### QUOTED TEXT

Much like VST, AU, LV2 and others, CLAP is an software development kit for creating audio effects and virtual instruments that work across multiple host applications like digital audio workstations, MIDI sequencers, and audio editors.

While some SDKs are proprietary and have to be licensed (e.g. AAX by Avid), CLAP is open-source (MIT License).

Functionally, CLAP is two steps back and two-three steps forward as compared to e.g. VST3. It’s simple like VST2 but supports a few fancy features like MIDI 2.0 and polyphonic modulation. In many aspects, it’s perfectly comparable to other FLOSS software development kits, VST3 and LV2.

This project has been in the works by Alexandre Bique since 2014, with a few long sabbaticals in between, and got a boost a year ago thanks to U-he’s Urs Heckmann and then support from Bitwig where Alexandre works.

With LV2 and VST3, do we need another plugin API?

It’s a loaded question!

Steinberg rubbed VST plugin developers the wrong way with how they have been sunsetting VST2 — by making it virtually impossible to build new VST2 plugins and then planning to remove VST2 support from their hosts (Cubase, Nuendo) altogether.

######
### RECORDS

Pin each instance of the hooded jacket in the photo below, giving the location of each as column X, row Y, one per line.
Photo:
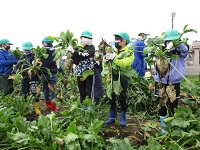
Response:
column 49, row 63
column 138, row 62
column 24, row 62
column 83, row 60
column 173, row 76
column 7, row 60
column 125, row 62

######

**WRITTEN TASK A**
Return everything in the CLAP article from "Functionally, CLAP is" down to "a loaded question!", copied word for word.
**WRITTEN TASK B**
Supply the next part of the CLAP article, starting right after its last sentence.
These records were taken from a separate source.

**WRITTEN RESPONSE A**
Functionally, CLAP is two steps back and two-three steps forward as compared to e.g. VST3. It’s simple like VST2 but supports a few fancy features like MIDI 2.0 and polyphonic modulation. In many aspects, it’s perfectly comparable to other FLOSS software development kits, VST3 and LV2.

This project has been in the works by Alexandre Bique since 2014, with a few long sabbaticals in between, and got a boost a year ago thanks to U-he’s Urs Heckmann and then support from Bitwig where Alexandre works.

With LV2 and VST3, do we need another plugin API?

It’s a loaded question!

**WRITTEN RESPONSE B**
The VST3 rollout has been problematic as well. One notable example is how they introduced a way to migrate VST2 plugins to VST3 while maintaining IDs so that old sessions would load with all plugins and their automation. In a nutshell, they didn’t think it through and did not tell anybody about it. So plugins' developers changed IDs, and now users have to pay with their time to partially redo old sessions. All this could have been avoided with better developer relations.

Actually, Steinberg has been upsetting plugin developers for so long that LV2 and CLAP aren’t even the first attempts at an open-source replacement for VST. GMPI was an earlier project from 2003, with people from a larger music industry involved (think Cakewalk/Sonar).

With LV2, there’s a feeling that it failed to grab mainstream attention for various reasons, and now it’s too late. While covering the topic extensively in my write-up for LWN, I spoke to multiple plugin developers on and off the record, and I’ve consistently heard this: “The learning curve was really steep, I wish it’d be a lot simpler to get started, but once I got the hang of it, it was okay”.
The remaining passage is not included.